FRAGMENTO SELECCIONADO ▸
Las sombras errantes
Continuando con sus reflexiones sobre poesía y filosofía, el autor se ocupa ahora de la extraña animadversión de Platón por la errancia de los vates, Homero incluido.
Juan Cristóbal Mac Lean E.
¿Cómo así se le da a Platón por vilipendiar y anatemizar nada menos que
a Homero? De pronto Homero es un bueno para nada, no es más que un charlatán.
No tiene idea real de ninguna de las acciones que narra, ni jamás ejerció
ninguna actividad significativa en la ciudad o sus leyes, tampoco dejó escuela
en nada ni educó a nadie. No fue más que un inestable, errante aeda.
En el Libro X de La República[1],
en efecto, se lo tacha entre otras cosas de ser un creador de fantasmas, un
hacedor de simulacros. Nada de lo que dice es verdadero y, entregado a la
mímesis, se dedica a la imitación de las apariencias, descuida lo real o, peor
aún, la forma o idea verdadera.
Que una cama, por ejemplo, existirá bajo tres modalidades: la forma
ideal, la copia-objeto, y su imitación, el fantasma o simulacro. Ya la cama que
hace el carpintero es apenas una sombra de la forma o idea de cama, de la
esencia verdadera y única de cama.
Y cuando el pintor copia o imita, desde su propio y contingente punto
de vista, esa cama del carpintero, que ya es una copia ella misma, la suya se
aleja tanto más de la verdadera cama y por tanto de la verdad misma. En la cama
del pintor, en efecto, “la pintura sombreada, la prestidigitación y otras
muchas invenciones por el estilo son aplicadas y ponen por obra todos los
recursos de la magia”. De tal manera, el pintor, y para lo que vale el caso ya,
el poeta “no hace lo real, sino algo que se le parece, pero no es real”. Y como
“el imitador no sabe nada que valga la pena acerca de las cosas que imita, la
imitación no es cosa seria, sino una niñería”.

LISTADO DE DATOS ▸
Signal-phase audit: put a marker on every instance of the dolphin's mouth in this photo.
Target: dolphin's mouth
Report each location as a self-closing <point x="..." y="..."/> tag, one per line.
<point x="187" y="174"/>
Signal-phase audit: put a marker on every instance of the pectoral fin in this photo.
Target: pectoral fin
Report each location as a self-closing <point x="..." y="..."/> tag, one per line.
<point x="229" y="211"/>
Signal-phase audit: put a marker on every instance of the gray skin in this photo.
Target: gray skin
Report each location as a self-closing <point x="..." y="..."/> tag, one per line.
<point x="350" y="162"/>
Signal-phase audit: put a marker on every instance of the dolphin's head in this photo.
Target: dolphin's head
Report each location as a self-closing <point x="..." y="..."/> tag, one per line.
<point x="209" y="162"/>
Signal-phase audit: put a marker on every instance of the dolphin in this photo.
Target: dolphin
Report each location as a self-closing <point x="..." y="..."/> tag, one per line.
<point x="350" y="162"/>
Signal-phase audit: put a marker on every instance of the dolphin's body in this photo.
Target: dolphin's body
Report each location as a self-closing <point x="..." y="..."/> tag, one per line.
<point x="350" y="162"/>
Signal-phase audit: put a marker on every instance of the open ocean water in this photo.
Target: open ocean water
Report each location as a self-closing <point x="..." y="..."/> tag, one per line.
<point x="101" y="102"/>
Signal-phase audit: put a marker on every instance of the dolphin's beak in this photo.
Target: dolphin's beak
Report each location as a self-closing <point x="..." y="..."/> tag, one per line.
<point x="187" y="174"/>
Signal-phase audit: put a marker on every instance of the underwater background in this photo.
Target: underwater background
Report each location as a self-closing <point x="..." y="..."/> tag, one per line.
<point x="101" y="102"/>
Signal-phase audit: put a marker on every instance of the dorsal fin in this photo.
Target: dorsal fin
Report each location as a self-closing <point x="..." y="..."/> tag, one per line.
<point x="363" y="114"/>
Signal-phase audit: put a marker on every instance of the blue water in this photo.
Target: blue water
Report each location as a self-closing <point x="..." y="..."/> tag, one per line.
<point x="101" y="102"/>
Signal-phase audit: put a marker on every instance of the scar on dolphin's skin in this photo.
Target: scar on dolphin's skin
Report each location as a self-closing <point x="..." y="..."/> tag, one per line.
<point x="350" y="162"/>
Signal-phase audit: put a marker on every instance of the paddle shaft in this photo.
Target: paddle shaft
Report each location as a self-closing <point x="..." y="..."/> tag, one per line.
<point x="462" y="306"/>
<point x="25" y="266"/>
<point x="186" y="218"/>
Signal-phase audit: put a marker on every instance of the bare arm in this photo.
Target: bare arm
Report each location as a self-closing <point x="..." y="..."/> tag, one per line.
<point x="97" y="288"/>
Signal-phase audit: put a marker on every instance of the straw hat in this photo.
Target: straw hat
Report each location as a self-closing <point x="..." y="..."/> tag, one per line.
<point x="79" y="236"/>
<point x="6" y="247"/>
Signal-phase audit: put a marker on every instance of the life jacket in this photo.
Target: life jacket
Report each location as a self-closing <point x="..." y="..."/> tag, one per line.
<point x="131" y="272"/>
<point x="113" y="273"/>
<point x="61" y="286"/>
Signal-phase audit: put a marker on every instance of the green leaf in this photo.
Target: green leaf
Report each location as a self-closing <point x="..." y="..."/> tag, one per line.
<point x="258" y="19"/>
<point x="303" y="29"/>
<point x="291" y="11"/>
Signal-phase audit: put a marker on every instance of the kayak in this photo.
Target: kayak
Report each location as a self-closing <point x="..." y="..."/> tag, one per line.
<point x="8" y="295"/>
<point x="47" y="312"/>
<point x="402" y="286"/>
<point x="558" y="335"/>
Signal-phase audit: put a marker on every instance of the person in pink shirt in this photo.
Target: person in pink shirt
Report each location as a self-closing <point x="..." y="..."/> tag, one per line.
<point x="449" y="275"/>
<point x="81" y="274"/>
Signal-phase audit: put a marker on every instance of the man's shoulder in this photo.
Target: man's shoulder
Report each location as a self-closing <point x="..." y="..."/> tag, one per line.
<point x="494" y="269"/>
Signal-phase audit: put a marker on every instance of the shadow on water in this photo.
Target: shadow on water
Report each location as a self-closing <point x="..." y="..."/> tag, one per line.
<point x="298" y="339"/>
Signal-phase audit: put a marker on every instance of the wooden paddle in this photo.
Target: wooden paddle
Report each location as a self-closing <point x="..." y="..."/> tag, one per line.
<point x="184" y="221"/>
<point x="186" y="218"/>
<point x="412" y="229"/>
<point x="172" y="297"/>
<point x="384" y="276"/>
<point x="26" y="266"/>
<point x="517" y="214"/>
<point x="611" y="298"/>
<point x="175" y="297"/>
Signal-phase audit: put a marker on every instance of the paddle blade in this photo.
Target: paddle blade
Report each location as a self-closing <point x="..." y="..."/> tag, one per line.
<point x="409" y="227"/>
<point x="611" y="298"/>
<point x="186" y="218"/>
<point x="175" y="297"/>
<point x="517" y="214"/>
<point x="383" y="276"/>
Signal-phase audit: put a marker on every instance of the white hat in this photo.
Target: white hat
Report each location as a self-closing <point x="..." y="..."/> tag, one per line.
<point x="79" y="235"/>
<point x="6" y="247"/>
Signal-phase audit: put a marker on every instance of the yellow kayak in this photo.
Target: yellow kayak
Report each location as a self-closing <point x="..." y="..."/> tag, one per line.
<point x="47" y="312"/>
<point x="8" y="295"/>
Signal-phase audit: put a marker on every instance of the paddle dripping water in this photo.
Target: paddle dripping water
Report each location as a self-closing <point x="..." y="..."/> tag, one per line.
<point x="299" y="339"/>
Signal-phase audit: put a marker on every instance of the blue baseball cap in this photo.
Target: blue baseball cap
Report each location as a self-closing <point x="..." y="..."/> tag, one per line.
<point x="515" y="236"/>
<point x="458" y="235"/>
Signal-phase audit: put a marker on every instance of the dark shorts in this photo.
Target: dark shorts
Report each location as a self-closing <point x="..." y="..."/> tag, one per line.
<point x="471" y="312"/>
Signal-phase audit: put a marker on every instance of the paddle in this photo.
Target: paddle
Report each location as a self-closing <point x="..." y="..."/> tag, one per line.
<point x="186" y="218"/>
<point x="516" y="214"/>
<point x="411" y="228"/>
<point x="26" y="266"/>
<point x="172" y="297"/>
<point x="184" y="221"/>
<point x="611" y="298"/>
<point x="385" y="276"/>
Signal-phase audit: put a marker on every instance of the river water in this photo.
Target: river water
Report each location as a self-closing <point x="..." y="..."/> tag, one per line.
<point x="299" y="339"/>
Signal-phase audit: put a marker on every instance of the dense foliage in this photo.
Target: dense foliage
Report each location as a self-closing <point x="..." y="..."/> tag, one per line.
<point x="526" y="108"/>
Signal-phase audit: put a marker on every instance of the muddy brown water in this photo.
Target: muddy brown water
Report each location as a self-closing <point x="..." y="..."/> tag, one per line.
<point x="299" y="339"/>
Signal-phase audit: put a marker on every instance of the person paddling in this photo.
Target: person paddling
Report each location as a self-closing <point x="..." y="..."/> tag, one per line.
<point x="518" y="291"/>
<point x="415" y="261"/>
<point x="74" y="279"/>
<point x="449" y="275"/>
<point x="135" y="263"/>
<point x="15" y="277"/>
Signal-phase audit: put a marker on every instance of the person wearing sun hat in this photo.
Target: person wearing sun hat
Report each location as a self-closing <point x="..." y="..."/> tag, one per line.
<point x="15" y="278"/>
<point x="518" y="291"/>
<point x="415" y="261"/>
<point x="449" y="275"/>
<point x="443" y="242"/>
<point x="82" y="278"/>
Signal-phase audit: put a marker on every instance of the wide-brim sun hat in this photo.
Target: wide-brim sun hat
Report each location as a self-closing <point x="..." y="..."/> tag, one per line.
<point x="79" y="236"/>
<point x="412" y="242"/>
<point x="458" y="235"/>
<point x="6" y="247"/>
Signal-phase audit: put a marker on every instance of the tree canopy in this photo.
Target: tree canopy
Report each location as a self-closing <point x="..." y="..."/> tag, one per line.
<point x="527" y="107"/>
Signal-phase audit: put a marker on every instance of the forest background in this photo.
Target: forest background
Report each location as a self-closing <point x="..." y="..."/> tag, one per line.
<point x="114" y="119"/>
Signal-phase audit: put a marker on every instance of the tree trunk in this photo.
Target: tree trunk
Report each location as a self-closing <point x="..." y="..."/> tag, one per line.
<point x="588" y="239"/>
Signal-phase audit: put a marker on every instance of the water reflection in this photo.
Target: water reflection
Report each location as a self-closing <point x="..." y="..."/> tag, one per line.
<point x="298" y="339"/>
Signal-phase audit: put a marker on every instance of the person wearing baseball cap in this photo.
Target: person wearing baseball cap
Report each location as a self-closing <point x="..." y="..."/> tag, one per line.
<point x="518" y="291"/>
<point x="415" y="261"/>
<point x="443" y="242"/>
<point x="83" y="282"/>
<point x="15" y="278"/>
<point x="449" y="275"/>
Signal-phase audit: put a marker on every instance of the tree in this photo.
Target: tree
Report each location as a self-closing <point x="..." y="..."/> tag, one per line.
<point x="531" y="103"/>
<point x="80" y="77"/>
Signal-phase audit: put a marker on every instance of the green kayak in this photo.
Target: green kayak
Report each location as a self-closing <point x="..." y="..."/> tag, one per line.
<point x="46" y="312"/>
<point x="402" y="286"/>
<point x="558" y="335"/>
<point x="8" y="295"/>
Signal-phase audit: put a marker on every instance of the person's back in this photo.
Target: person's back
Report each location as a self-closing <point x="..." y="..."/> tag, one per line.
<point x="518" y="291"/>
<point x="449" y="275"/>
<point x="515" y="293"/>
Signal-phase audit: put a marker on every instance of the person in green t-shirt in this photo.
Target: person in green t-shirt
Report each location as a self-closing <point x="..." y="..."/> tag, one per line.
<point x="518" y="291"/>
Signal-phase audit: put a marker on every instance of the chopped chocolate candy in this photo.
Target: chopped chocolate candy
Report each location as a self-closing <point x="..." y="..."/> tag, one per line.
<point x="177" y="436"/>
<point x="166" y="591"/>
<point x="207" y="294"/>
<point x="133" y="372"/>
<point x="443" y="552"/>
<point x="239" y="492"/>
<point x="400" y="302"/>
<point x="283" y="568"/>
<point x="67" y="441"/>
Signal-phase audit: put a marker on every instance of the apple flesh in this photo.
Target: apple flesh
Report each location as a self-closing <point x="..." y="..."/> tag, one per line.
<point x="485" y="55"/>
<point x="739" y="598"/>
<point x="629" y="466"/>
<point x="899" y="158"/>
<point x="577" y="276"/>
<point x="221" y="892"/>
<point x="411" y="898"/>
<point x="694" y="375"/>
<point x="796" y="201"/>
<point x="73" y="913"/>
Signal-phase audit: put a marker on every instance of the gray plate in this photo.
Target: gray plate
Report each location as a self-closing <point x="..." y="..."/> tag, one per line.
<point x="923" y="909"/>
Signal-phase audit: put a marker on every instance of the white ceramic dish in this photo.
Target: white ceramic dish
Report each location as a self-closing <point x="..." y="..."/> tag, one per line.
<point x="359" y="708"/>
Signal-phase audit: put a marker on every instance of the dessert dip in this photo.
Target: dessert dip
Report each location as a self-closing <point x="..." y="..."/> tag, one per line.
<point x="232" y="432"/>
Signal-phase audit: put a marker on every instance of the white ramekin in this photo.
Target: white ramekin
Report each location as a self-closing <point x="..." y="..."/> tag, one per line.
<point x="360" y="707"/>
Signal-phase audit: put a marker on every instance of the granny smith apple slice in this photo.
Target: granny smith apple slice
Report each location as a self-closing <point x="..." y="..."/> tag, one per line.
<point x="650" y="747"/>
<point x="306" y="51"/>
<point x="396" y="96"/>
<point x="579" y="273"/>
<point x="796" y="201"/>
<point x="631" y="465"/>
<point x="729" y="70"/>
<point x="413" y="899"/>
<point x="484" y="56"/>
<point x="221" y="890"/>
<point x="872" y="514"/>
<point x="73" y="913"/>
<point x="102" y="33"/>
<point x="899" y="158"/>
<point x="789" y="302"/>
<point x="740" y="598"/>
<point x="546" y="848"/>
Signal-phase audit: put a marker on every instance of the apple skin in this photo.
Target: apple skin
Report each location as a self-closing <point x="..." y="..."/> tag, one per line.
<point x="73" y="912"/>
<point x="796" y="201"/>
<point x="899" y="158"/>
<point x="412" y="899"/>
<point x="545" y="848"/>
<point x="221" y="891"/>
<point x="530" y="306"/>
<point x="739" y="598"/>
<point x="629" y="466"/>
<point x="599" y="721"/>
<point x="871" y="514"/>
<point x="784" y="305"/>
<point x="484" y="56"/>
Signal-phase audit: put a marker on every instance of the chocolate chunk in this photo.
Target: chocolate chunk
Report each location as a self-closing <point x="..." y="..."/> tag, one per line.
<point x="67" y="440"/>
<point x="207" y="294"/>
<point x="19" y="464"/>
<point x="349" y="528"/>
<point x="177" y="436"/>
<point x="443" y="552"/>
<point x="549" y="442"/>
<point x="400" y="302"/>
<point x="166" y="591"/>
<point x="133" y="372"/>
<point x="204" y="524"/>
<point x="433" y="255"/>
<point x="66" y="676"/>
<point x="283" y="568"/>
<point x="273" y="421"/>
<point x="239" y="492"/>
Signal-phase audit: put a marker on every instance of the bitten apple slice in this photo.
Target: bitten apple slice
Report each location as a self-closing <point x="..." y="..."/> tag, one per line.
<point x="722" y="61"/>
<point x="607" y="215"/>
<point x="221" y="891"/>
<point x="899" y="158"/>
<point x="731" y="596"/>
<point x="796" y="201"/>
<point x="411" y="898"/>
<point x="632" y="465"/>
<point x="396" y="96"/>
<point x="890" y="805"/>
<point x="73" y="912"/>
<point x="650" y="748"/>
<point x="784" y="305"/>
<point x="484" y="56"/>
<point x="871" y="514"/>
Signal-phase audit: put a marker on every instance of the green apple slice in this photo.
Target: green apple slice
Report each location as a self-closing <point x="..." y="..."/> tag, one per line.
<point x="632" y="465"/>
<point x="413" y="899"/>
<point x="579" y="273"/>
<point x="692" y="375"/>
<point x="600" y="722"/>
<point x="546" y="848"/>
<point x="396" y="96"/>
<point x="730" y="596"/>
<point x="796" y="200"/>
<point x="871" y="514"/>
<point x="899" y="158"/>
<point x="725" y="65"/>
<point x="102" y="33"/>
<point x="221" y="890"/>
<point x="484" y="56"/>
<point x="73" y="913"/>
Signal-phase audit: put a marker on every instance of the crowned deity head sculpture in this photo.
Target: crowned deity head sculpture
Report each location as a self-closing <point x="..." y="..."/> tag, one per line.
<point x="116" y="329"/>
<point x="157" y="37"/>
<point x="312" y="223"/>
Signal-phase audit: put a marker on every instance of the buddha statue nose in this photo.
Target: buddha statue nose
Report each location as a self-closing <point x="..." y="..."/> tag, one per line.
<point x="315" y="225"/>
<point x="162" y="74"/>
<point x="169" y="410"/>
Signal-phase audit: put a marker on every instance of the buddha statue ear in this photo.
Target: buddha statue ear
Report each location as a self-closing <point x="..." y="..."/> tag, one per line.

CONSIGNA DEL EJERCICIO 1 ▸
En el fragmento sobre Platón y Homero, ¿cuáles son las tres modalidades bajo las que existirá una cama?
CONSIGNA DEL EJERCICIO 2 ▸
Prosiga el fragmento sobre Platón y Homero a partir de su última oración.
Los registros son un material aparte, sin relación con el fragmento sobre Platón y Homero.

RESPUESTA ESCRITA 1 ▸
La forma ideal, la copia-objeto y su imitación, el fantasma o simulacro.

RESPUESTA ESCRITA 2 ▸
Y así va lanzando, tajantes y despiadados, sus dardos el filósofo. A la
poesía la “escucharemos convencidos de que tal poesía no debe ser tomada en
serio, por no ser ella misma cosa seria ni atenida a la verdad; antes bien, el
que la escuche ha de guardarse temiendo por su propia república interior”.
Es que la imitación, así descrita, no vale, por cierto, solamente para
cosas u objetos, pues también se da falseando hasta dioses y héroes. Es
inadmisible la sarta de embustes que el propio Homero, y los poetas trágicos,
divulgan sobre el comportamiento de míticos héroes y personajes divinos,
corrompiendo así el alma, agitando las pasiones.
En el Libro III-I de La República,
se da un momento, verdaderamente divertido, en que Sócrates y sus amigos cogen
las tijeras y se ponen a recortar frases y expresiones de Homero, en líneas que
podríamos considerar como el primer manual conocido de censura (¡Platón censor
de Homero!).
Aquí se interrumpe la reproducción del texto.